SOURCE EXTRACT>

################

Thursday, July 31, 2014

Sister Russia and Our British Cousin. The Trouble with Allies

   "Knowing others is intelligence; knowing yourself is true wisdom"  ~Lao Tzu   



    If you are going to war against a country larger and more powerful than you, you will need allies. At least one, preferably more. In 1914, no one was more aware of this than France. Germany and its satellites were at least 20% larger than France and its population was half again as large. France's primary ally, really its only confirmed ally, was Russia.
  Russia, however, was a constant cause of trepidation to France because it refused to confirm just how much it would thrown in with France when war began. Russia wasn't intending to be malicious with its vacillation, it had its own problems to deal with, and its sheer size and distance from Germany made the way it could wage war different than France.  If Germany started a two-front war, France was immediately in the cross-hairs. It would be the first thing Germany went for.  Russia was so far away that by the time they reached even the borders of Germany, France could have fallen. Russia's distance from Germany allowed it to wait a few days to mobilize. It was also large enough that it could endure a initial (relatively) small loss of territory to the Germans while calling up their reserves.
   Size and distance aside, Russia also had its own problems at home without having to worry about its comparatively small ally. They had just come through a humiliating defeat by Japan in the Russo-Japanese War in 1904-05. That war, considered the "first great war of the 20th Century" was an imperial dispute between Russia and Japan over Manchuria and Korea. After that, Russia had a minor revolution in 1905.If Germany had implemented its Schlieffen plan in 1906, it probably could have wiped out both France and Russia.  But by 1909, Russia was starting to pull itself together again and work out its own mobilization schedules in the event of another war.  Indeed, the mistakes Russia learned from in 1904 helped it to defeat Germany in 1917. After much waffling, Russia surprised everyone by throwing in its lot with France in 1913.      There is still speculation today as to why Russia seemed to have a sudden change of heart. One possibility is that Russia had an Austrian double agent that sold them the secrets of Austria's war plans. Another is that Russia finally got over its defeat by Japan and was militarily and economically to the point where it could start expanding again.  Or perhaps Russia just realized that if France fell, it could not stand alone against the combined force of Germany and Austria-Hungary. Whatever the cause, the idea of having Russia coming at them from behind while they attacked France certainly gave Germany pause.

################

DATASET>

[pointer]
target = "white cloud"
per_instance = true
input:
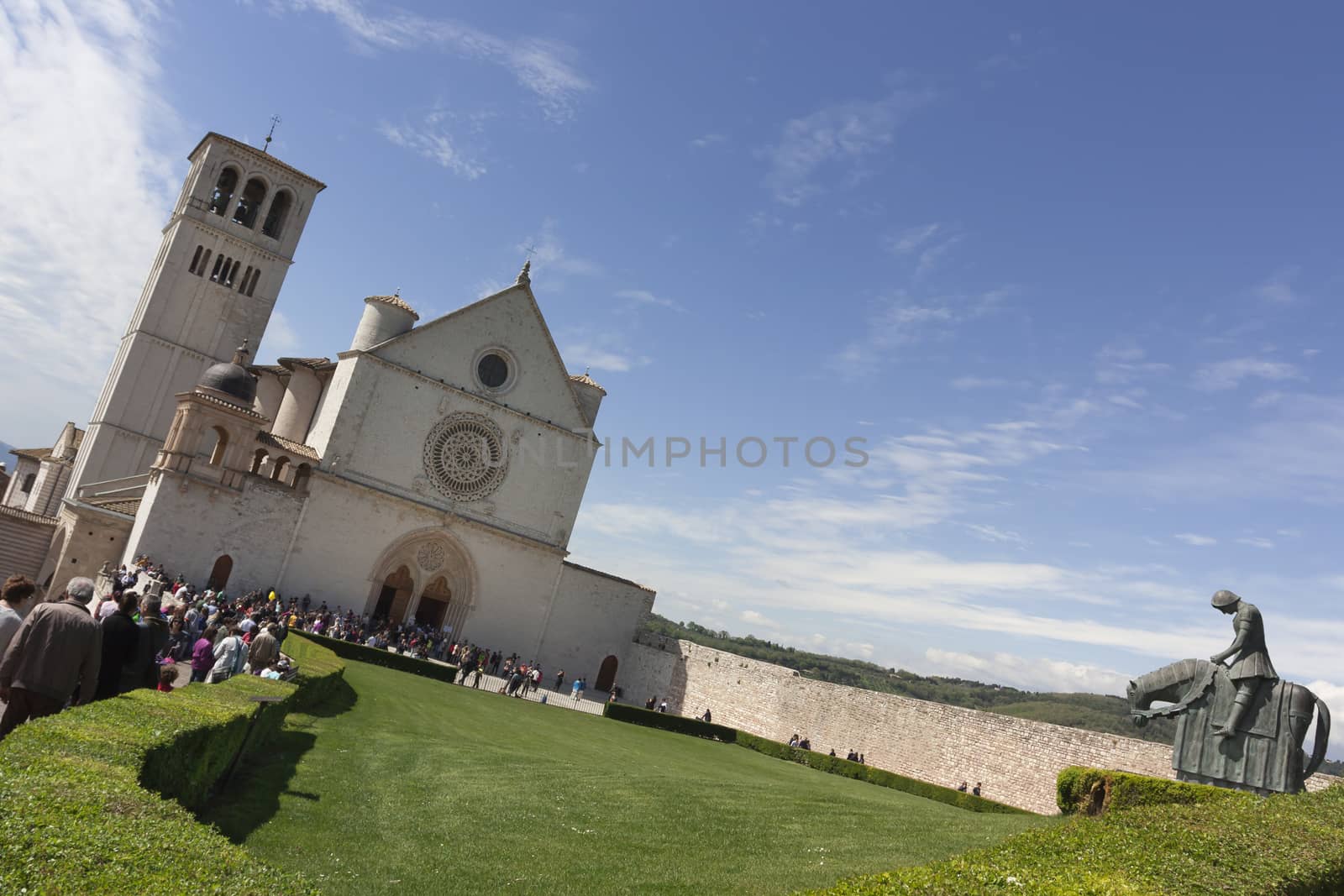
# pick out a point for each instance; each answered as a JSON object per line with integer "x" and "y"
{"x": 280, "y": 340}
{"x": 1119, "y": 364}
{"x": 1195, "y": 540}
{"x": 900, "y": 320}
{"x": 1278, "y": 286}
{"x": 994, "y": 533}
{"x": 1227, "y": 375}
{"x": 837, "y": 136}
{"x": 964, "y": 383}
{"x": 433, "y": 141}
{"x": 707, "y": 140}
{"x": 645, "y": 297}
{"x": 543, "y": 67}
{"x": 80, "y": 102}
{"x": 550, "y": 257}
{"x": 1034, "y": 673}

################

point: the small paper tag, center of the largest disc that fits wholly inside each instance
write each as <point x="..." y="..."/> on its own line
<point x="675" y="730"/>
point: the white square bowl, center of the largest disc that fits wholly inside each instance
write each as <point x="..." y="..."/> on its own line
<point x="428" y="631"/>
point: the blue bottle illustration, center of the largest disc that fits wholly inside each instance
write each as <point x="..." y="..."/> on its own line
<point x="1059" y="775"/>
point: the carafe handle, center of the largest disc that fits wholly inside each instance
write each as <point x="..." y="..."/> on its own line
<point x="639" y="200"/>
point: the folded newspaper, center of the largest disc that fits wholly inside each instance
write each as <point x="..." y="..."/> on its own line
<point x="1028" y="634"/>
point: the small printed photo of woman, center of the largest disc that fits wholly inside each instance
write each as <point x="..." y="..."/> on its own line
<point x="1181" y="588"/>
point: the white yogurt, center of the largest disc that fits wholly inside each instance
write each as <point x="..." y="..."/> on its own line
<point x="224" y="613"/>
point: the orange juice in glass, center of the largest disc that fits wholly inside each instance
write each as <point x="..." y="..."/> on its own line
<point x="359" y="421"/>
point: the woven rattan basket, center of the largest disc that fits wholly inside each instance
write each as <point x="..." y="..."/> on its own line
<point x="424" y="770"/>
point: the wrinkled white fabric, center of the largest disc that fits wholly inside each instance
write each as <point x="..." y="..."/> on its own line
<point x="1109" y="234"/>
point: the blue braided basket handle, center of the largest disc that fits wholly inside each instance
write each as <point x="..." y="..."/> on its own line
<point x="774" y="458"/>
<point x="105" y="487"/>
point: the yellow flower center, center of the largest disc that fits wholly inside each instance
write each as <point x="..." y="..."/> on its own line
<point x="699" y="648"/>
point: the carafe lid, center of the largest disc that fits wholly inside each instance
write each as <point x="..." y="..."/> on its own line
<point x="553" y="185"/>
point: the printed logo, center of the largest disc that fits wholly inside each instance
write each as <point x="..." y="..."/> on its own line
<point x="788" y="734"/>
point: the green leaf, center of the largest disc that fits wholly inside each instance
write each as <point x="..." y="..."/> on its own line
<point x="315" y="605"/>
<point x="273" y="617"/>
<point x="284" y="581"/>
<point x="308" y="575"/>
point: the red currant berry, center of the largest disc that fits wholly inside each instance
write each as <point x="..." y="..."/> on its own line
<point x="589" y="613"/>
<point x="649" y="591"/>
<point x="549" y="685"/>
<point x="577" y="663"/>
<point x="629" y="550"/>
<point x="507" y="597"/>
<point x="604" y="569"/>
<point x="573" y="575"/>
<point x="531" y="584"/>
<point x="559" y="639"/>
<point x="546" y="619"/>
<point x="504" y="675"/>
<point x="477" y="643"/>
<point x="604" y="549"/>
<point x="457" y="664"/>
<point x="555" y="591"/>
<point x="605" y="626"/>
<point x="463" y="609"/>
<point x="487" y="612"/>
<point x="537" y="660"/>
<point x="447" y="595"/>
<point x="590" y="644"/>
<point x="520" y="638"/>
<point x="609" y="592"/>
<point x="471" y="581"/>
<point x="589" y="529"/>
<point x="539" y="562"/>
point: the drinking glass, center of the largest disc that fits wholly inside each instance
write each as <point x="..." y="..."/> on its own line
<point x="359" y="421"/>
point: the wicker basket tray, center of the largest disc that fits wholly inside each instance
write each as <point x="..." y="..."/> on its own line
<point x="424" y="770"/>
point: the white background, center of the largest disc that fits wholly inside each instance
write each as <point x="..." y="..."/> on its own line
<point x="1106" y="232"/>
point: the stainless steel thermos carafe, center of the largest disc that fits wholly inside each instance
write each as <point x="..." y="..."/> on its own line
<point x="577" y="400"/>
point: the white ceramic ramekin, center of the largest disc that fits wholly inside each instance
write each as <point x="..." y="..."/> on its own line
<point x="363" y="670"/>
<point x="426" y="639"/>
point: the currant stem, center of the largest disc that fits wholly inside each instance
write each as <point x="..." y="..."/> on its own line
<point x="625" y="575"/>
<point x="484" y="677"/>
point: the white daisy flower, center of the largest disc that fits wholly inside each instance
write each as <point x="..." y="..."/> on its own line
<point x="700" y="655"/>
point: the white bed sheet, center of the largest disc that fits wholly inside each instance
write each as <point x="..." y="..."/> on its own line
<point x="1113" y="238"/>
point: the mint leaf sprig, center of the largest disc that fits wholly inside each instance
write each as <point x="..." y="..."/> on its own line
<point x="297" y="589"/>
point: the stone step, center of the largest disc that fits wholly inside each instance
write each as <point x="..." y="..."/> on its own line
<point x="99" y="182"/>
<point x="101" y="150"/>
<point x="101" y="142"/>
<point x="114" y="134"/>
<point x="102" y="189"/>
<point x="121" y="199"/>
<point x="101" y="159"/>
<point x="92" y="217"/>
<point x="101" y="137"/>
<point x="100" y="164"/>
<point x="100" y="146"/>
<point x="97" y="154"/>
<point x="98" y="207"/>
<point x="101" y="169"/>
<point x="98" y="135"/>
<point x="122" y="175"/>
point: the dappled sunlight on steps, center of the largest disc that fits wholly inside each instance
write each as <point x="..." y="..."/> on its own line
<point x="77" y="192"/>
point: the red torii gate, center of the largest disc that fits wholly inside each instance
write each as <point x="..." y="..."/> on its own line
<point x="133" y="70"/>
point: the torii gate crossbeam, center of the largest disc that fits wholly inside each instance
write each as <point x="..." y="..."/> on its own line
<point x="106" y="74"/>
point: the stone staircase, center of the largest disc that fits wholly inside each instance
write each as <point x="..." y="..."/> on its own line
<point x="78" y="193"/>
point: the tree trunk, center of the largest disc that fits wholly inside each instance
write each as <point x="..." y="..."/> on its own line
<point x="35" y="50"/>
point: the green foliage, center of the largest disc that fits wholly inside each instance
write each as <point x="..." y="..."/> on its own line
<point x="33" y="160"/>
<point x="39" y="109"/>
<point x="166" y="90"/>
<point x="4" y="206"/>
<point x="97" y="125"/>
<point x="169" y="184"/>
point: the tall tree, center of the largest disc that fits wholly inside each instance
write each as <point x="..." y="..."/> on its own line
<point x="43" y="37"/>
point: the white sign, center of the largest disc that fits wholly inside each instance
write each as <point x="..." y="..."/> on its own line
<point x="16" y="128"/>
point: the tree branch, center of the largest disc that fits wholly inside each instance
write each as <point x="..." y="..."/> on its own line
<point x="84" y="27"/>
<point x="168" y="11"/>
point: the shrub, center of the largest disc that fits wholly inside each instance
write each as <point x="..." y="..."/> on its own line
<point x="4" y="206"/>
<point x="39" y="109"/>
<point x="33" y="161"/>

################

EXERCISE OBJECTIVE>
Answer these from the post on France and Russia:
1. How much larger was Germany's population than France's?
2. What two places were Russia and Japan fighting over in the Russo-Japanese War?
3. In what year did Russia throw in its lot with France?
The listing has no connection to the post on France and Russia.

SOLVED PROBLEM>
1. Half again as large.
2. Manchuria and Korea.
3. 1913.